Texto proporcionado:
**********
Una pregunta de este tenor se plantea Bernd Ulrich en Die Zeit a propósito del caso Susanne Osthoff. Es una pregunta interesante sobre la que se debería meditar un rato.
Recordemos brevemente el caso. Sussanne Osthoff es una arqueóloga de nacionalidad alemana que estuvo unas semanas secuestrada en Irak y que hace unos días fue liberada, al parecer después de intensas gestiones de la diplomacia alemana y probablemente gracias a que el Estado alemán pagó una elevada suma de dinero, como viene siendo habitual últimamente en tales casos.
Pero lo peculiar del asunto es que Susanne Osthoff se convirtió al Islam hace tiempo, abandonó Alemania y cortó todo contacto con su familia bávara y con cualquier otra institución alemana, salvo con la que le financia sus investigaciones arqueológicas. Se proclama defensora de la causa del islamismo y desprecia el Estado alemán, su Constitución y los valores en que se asienta en ese país la convivencia ciudadana. Tras su liberación no quiso hacer declaraciones a los medios de comunicación alemanes y dio su primera entrevista a la cadena árabe Al-Yasira. Manifestó que sus raptores no eran delincuentes, los alabó, dijo que no buscaban dinero. Se pregunta con razón el mencionado articulista qué buscaban entonces con el secuestro.
Susanne Osthoff ha manifestado que desea regresar a Irak y proseguir allí su trabajo arqueológico, a lo que la autoridad ministerial alemana ha respondido que allá ella, pero que el erario público alemán ya no se las va a subvencionar.
Lo que Die Zeit plantea es por qué ha de considerarse que el Estado alemán tiene algún tipo de obligación con tal ciudadana que lo detesta, lo desprecia, lo abandona y se siente mucho más solidaria e integrada con los fundamentalistas iraquíes.
**********
Entradas para señalar y etiquetar:
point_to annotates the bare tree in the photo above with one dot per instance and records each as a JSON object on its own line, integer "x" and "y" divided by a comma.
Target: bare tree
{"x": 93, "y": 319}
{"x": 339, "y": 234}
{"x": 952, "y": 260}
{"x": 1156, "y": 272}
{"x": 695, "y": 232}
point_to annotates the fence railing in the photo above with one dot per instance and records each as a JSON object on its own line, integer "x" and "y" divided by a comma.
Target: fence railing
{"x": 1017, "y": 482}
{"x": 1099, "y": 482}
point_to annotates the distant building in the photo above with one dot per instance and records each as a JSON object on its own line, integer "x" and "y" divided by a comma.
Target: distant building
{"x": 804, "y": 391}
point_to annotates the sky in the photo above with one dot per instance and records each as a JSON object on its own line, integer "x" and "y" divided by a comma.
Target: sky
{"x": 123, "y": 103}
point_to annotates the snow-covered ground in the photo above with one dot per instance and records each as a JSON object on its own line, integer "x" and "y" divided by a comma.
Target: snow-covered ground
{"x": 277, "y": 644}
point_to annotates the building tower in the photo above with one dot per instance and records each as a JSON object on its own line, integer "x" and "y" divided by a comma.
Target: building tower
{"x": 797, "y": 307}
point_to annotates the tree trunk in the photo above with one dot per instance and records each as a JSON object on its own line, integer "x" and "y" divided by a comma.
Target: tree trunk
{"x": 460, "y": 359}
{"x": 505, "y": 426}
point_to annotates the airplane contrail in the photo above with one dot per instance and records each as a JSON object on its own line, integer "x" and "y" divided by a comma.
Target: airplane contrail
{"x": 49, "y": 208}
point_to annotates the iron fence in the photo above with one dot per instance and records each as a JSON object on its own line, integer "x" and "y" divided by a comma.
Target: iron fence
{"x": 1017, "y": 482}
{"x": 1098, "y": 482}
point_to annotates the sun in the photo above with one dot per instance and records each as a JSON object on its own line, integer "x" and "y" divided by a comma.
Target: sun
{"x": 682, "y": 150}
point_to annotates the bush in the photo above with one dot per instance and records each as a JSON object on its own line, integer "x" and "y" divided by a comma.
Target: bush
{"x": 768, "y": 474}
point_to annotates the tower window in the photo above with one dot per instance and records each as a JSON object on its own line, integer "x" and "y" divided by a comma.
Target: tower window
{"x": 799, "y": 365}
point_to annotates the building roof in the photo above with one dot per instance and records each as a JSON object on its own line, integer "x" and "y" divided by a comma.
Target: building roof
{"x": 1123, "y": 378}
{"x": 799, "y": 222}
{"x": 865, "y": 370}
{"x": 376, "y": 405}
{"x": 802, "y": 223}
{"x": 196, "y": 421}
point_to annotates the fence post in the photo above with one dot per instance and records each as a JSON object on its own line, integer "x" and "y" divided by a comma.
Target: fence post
**********
Ejercicio 1:
Transcribe sin cambios el fragmento del texto sobre el caso Osthoff que comienza con las palabras que contienen "Una pregunta de" y termina con "en tales casos.".
Ejercicio 2:
Traduce al inglés esta oración del texto sobre el caso Osthoff: "Es una pregunta interesante sobre la que se debería meditar un rato."
Ejercicio 3:
Según el texto sobre el caso Osthoff, ¿a qué cadena concedió Susanne Osthoff su primera entrevista tras ser liberada?
Las entradas no son necesarias para resolver estas tareas.

Respuesta completa 1:
Una pregunta de este tenor se plantea Bernd Ulrich en Die Zeit a propósito del caso Susanne Osthoff. Es una pregunta interesante sobre la que se debería meditar un rato.
Recordemos brevemente el caso. Sussanne Osthoff es una arqueóloga de nacionalidad alemana que estuvo unas semanas secuestrada en Irak y que hace unos días fue liberada, al parecer después de intensas gestiones de la diplomacia alemana y probablemente gracias a que el Estado alemán pagó una elevada suma de dinero, como viene siendo habitual últimamente en tales casos.

Respuesta completa 2:
It is an interesting question that one ought to reflect on for a while.

Respuesta completa 3:
A la cadena árabe Al-Yasira.